### SOURCE PASSAGE

-------

The bridge has faced ongoing criticism since its opening in 2006. It was argued that the steep ascent and descent combined with the sharp junction and no turning lane presents a danger to drivers. Particularly those crossing in trucks, farm machines and other agricultural vehicles that are limited in the speed.

==Inquest==
The inquest into the Gerogery level crossing deaths necessarily canvassed a wide variety of issues in road and rail transport. The inquest also examined questions of driver behaviour, notably the common belief that level crossing crashes can often be caused by drivers seeking to "beat the train" and not be delayed in their journey by stopping for a train to pass over the level crossing. Indeed, during the coronial inquiry, evidence given by one train passenger suggested the teenagers had been racing to beat the train through the crossing.

This testimony was strenuously refuted by the families of the boys. At the Coronial Inquest, Coroner Mr Carl Milovanovich said of the allegation:
In my view there is certainly one hypothesis that can be discounted immediately, and that is a suggestion that the boys were attempting to race the train. The fact that this version of events received so much publicity, and by innuendo given unwarranted credibility, was most unfortunate and most distressing for the families of the deceased. I wish to make it very clear to the family and to the media who will no doubt report this matter, that I, as coroner, have categorically rejected any suggestion that the boys were attempting to race the train.

Rather, the design of the level crossing itself was seen as contributing to the deaths of the five young men. In summing up, Mr Milovanovich stated:
The acute angle of the curve from a 100 km/h area leaves little room for braking if the bells or lights are not seen or heard or for a person who may not be familiar with that section of the road.

-------

### LISTED RECORDS
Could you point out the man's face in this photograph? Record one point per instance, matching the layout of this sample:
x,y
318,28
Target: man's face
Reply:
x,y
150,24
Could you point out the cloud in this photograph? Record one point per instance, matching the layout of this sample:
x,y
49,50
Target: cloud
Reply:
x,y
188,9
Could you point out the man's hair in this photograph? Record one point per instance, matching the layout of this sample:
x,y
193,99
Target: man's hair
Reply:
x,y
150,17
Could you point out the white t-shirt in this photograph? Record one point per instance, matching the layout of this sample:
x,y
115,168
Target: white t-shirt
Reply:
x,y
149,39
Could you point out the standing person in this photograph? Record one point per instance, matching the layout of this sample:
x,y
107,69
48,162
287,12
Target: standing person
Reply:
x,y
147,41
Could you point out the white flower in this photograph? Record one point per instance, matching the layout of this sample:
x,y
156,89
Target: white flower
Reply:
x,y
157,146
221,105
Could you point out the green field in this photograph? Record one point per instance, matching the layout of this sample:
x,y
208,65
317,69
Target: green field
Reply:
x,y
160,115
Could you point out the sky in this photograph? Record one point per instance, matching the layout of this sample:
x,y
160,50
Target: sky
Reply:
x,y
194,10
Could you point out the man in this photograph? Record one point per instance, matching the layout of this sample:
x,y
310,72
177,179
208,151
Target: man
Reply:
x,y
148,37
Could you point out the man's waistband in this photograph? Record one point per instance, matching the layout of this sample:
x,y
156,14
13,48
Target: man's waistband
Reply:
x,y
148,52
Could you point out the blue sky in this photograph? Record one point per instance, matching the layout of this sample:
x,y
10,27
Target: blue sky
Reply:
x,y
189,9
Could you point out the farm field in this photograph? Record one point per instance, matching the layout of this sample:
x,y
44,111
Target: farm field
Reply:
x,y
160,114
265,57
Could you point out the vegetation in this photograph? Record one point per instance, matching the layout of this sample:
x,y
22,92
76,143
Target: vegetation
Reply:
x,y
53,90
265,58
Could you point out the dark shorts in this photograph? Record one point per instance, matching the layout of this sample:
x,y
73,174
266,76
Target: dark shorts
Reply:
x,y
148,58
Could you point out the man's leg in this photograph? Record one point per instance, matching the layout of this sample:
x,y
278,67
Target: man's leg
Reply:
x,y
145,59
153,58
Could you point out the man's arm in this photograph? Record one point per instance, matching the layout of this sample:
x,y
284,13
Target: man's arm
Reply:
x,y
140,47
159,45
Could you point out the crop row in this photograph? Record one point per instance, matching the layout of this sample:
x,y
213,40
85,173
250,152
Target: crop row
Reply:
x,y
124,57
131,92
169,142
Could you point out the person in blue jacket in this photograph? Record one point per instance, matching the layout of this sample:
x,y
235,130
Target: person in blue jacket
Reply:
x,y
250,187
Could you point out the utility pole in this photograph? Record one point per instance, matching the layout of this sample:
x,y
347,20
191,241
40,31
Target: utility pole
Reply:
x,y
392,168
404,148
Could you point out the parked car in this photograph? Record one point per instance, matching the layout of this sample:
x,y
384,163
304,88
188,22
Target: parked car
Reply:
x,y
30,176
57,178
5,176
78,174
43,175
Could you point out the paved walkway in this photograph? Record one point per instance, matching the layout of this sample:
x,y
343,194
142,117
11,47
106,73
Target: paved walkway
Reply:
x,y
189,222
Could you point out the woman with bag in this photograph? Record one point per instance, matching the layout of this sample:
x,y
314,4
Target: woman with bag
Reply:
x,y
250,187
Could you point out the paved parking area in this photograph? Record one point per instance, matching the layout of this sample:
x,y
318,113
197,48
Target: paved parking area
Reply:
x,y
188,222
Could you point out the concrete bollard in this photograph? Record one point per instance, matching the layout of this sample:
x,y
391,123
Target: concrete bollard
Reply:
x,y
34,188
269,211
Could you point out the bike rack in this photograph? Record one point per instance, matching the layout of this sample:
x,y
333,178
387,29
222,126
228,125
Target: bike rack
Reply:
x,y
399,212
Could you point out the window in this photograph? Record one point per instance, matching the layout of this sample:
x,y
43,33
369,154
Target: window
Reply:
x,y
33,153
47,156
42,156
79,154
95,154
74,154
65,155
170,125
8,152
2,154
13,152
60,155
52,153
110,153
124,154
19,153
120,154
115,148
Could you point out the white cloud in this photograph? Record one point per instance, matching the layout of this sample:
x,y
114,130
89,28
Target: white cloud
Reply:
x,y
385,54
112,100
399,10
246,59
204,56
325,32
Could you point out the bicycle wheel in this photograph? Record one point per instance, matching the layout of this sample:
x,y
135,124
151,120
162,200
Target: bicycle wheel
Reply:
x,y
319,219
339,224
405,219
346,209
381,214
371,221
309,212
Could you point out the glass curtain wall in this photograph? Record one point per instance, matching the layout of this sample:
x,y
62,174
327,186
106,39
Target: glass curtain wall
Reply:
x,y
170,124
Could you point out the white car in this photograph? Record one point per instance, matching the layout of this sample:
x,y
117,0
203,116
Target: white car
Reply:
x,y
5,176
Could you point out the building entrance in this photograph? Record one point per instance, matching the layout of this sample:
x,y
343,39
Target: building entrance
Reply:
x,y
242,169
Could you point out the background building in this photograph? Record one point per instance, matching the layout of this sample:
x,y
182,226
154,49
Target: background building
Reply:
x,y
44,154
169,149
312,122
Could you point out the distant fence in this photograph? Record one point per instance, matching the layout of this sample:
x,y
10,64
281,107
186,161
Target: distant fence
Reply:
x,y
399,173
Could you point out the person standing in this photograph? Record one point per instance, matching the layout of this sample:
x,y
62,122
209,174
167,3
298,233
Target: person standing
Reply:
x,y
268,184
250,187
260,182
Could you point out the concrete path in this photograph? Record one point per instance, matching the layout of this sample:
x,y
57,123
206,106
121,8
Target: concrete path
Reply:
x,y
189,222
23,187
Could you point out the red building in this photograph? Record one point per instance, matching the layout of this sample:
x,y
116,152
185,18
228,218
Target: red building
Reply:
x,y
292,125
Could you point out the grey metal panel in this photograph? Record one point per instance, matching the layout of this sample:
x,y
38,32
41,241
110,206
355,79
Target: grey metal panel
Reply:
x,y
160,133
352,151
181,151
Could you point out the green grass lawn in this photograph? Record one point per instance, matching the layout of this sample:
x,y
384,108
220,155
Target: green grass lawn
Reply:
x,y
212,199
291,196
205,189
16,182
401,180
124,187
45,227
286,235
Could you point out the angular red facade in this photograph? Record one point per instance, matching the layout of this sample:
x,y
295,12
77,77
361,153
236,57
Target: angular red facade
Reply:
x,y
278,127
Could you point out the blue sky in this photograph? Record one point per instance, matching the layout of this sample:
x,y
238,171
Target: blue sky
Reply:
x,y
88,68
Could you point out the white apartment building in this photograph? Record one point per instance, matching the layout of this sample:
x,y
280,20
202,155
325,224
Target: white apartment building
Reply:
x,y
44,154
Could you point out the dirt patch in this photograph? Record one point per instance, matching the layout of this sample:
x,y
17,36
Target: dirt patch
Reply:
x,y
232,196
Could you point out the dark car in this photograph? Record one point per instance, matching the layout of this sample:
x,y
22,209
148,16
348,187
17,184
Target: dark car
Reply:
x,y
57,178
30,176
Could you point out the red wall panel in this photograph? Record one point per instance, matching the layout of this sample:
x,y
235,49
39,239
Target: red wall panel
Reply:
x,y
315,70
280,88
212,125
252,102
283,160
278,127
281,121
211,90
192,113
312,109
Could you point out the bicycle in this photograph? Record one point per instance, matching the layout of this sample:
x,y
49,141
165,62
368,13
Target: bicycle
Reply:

-------

### EXERCISE TASKS
1) In the passage on the Gerogery level crossing, reproduce the text starting with "The bridge has" and going on through "in the speed.", substituting "lorries" for "trucks".
2) Proceed with the account of the Gerogery level crossing inquest from the point where it stops.

### ANSWERS TO THE PROBLEMS
1)
The bridge has faced ongoing criticism since its opening in 2006. It was argued that the steep ascent and descent combined with the sharp junction and no turning lane presents a danger to drivers. Particularly those crossing in lorries, farm machines and other agricultural vehicles that are limited in the speed.

2)
The coroner went on to say:
The real tragedy in this matter is not whether the driver made an error of judgement, but that in this day and age when we all strive to reap the benefits of new technology, such as computers, advances in medicine, trains that travel at 160 km/h and even faster, we still have a 19th-century approach to level crossings on the basis that they are traversed by horse and cart.

Since 2001 there has been significant reform to the management of railway level crossings, not only in New South Wales but nationally across Australia. The STAYSAFE Committee of New South Wales Parliament has held two further inquiries, and the Parliament of Australia and the Parliament of Victoria have also conducted parliamentary committee investigations into railway level crossing safety.

The CRC for Rail Innovation is conducting a number of research projects into railway level crossing design, management, and technology. There is also a research program underway to improve driver and other road user behaviour safety at railway level crossings. The CRC for Rail Innovation is a collaborative venture between leading organisations in the Australian rail industry and Australian Universities and is supported by the Commonwealth Government. It is planned that the CRC for Rail Innovation will invest around A$100m in rail industry research over the 2007-2013 period. This makes it the single biggest research program in the history of Australian railways.

== Legacy ==
The families of the victims of the accident continue to campaign for safety upgrades to level crossings, particularly in rural areas.

The roadside memorial on the Olympic Highway to the victims is maintained by family and community members.